* **Exercise objective**
Copy out the data below with every "Identify" swapped for "Mark" and nothing else changed. Leave the pictures out.

* **Stored rows**
---

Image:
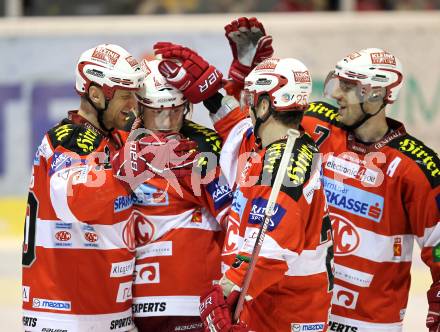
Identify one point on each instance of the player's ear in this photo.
(96, 95)
(263, 107)
(376, 95)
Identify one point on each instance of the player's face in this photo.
(347, 96)
(164, 119)
(119, 108)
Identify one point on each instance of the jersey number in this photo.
(326, 235)
(28, 256)
(323, 132)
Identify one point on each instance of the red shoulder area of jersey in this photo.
(325, 112)
(420, 155)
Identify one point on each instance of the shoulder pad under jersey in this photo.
(302, 163)
(75, 138)
(324, 112)
(425, 158)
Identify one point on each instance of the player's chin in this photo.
(121, 123)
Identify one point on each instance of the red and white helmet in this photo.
(110, 67)
(369, 68)
(287, 82)
(156, 92)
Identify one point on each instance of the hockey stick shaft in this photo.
(292, 135)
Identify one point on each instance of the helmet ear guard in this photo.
(287, 82)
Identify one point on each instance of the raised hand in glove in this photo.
(166, 154)
(433, 317)
(216, 311)
(188, 71)
(249, 44)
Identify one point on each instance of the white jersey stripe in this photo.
(166, 306)
(367, 327)
(119, 322)
(380, 248)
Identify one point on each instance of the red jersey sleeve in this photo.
(421, 195)
(297, 223)
(79, 178)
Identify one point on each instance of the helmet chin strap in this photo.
(259, 121)
(365, 118)
(100, 113)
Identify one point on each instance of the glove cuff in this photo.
(238, 71)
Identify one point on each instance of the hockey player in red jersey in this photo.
(287, 291)
(179, 236)
(291, 285)
(382, 187)
(79, 247)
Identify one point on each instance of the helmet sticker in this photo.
(105, 55)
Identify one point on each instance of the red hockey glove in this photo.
(216, 312)
(188, 71)
(165, 154)
(249, 44)
(433, 317)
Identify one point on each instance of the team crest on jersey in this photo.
(147, 274)
(258, 210)
(397, 248)
(346, 238)
(436, 253)
(345, 297)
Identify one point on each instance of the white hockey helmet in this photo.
(287, 82)
(109, 66)
(156, 92)
(368, 69)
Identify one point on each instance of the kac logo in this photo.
(258, 211)
(346, 238)
(221, 194)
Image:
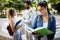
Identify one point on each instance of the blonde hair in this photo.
(10, 12)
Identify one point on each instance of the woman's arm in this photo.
(12, 25)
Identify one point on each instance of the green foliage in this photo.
(55, 4)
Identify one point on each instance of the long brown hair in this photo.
(10, 12)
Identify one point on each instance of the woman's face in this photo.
(43, 10)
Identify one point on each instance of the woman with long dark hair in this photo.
(45, 19)
(11, 13)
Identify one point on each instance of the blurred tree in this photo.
(55, 4)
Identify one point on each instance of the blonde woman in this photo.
(17, 33)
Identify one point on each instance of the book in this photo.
(41, 31)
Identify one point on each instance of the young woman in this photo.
(45, 19)
(17, 33)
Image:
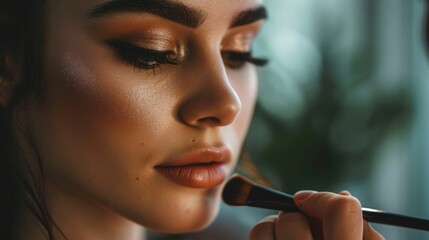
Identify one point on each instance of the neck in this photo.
(80, 219)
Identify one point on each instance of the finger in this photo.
(292, 226)
(264, 230)
(369, 233)
(341, 214)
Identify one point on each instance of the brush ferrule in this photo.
(264, 197)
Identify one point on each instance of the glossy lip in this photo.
(201, 168)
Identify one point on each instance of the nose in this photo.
(213, 101)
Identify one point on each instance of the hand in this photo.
(326, 216)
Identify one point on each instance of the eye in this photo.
(142, 57)
(236, 60)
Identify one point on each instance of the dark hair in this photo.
(22, 186)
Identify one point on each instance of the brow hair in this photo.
(176, 12)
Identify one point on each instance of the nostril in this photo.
(211, 121)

---

* **Task solution**
Image:
Mark one point on each instance of the player's ear in this photo.
(96, 95)
(263, 107)
(376, 95)
Mark one point on each instance of the player's face in this photo.
(347, 96)
(164, 119)
(119, 108)
Mark one point on each instance of the jersey number in this photo.
(326, 235)
(28, 256)
(323, 132)
Mark one point on each instance of the red shoulder area of jersey in this photo.
(325, 112)
(420, 155)
Mark one point on each instance of the shoulder pad under jersey in this photo.
(302, 163)
(75, 138)
(324, 112)
(425, 158)
Mark one point on each instance of the player's chin in this photo.
(121, 123)
Mark one point on each instance of the red and white helmet in this photo.
(110, 67)
(369, 68)
(287, 82)
(156, 92)
Mark one point on each instance of the hockey stick shaft in this photo.
(292, 135)
Mark one point on each instance of the helmet ear guard in this photo.
(287, 82)
Mark one point on each instance of the raised hand in glove in this photo.
(166, 154)
(433, 317)
(216, 311)
(188, 71)
(249, 44)
Mark one point on each instance of the white jersey stripe in this photo.
(166, 306)
(367, 327)
(119, 322)
(380, 248)
Mark one point on each instance of the red jersey sleeve in this photo.
(421, 195)
(297, 223)
(79, 178)
Mark one point on each instance of the helmet chin strap in this photo.
(259, 121)
(365, 118)
(100, 113)
Mark one point on each instance of the glove cuff in this photo.
(238, 71)
Mark one point on each instance of the hockey player in red jersey in this photo.
(287, 291)
(179, 236)
(291, 285)
(382, 187)
(79, 247)
Mark one point on each instance of the helmet sticker in this photo.
(105, 55)
Mark one point on each instance of the red hockey glove in this photo.
(216, 312)
(188, 71)
(165, 154)
(249, 44)
(433, 317)
Mark one point on each instance of the team crest on jersey in this photo.
(147, 274)
(258, 210)
(397, 248)
(346, 238)
(436, 253)
(345, 297)
Mark one point on each instance of the white hockey helmet in this photo.
(287, 82)
(109, 66)
(156, 92)
(368, 69)
Mark one point on each instance of the kac logo in this photo.
(258, 211)
(346, 238)
(221, 194)
Image:
Mark one point on each instance of the blonde hair in this photo.
(10, 12)
Mark one point on each instance of the woman's arm in this photo.
(12, 25)
Mark one point on each instance of the green foliage in this photo.
(55, 4)
Mark one point on each instance of the long brown hair in this photo.
(10, 12)
Mark one point on each instance of the woman's face in this photo.
(43, 10)
Mark one point on each instance of the woman with long dark hair in this photo.
(45, 19)
(11, 13)
Mark one point on each instance of the blurred tree in this photo.
(55, 4)
Mark one point on each instance of the blonde woman in this photo.
(17, 33)
Mark one point on each instance of the book in this photo.
(41, 31)
Mark one point on each instance of the young woman in this photo.
(45, 19)
(17, 33)
Image:
Mark one point on each instance of the neck in this photo.
(80, 219)
Mark one point on each instance of the finger in this photo.
(292, 226)
(264, 230)
(369, 233)
(341, 214)
Mark one point on each instance of the brush ferrule in this photo.
(264, 197)
Mark one point on each instance of the glossy lip in this photo.
(201, 168)
Mark one point on each instance of the nose in this photo.
(213, 101)
Mark one point on each instance of the hand in this photo.
(326, 216)
Mark one point on each instance of the eye in this photo.
(142, 57)
(236, 60)
Mark one point on each instance of the dark hair in this photo.
(22, 186)
Mark one point on each instance of the brow hair in this photo.
(176, 12)
Mark one point on each instance of the nostril in this photo.
(211, 121)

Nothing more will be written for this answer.